* Task requirements *
Switch "mouth" to "jaw" in the lines below, and reproduce everything else without change.

____________

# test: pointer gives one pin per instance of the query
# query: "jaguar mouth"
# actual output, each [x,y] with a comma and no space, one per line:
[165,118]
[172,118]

____________

* Written reply *
# test: pointer gives one pin per instance of the query
# query: "jaguar jaw"
# actual output, each [x,y] with a comma and no space, one per line:
[165,118]
[172,118]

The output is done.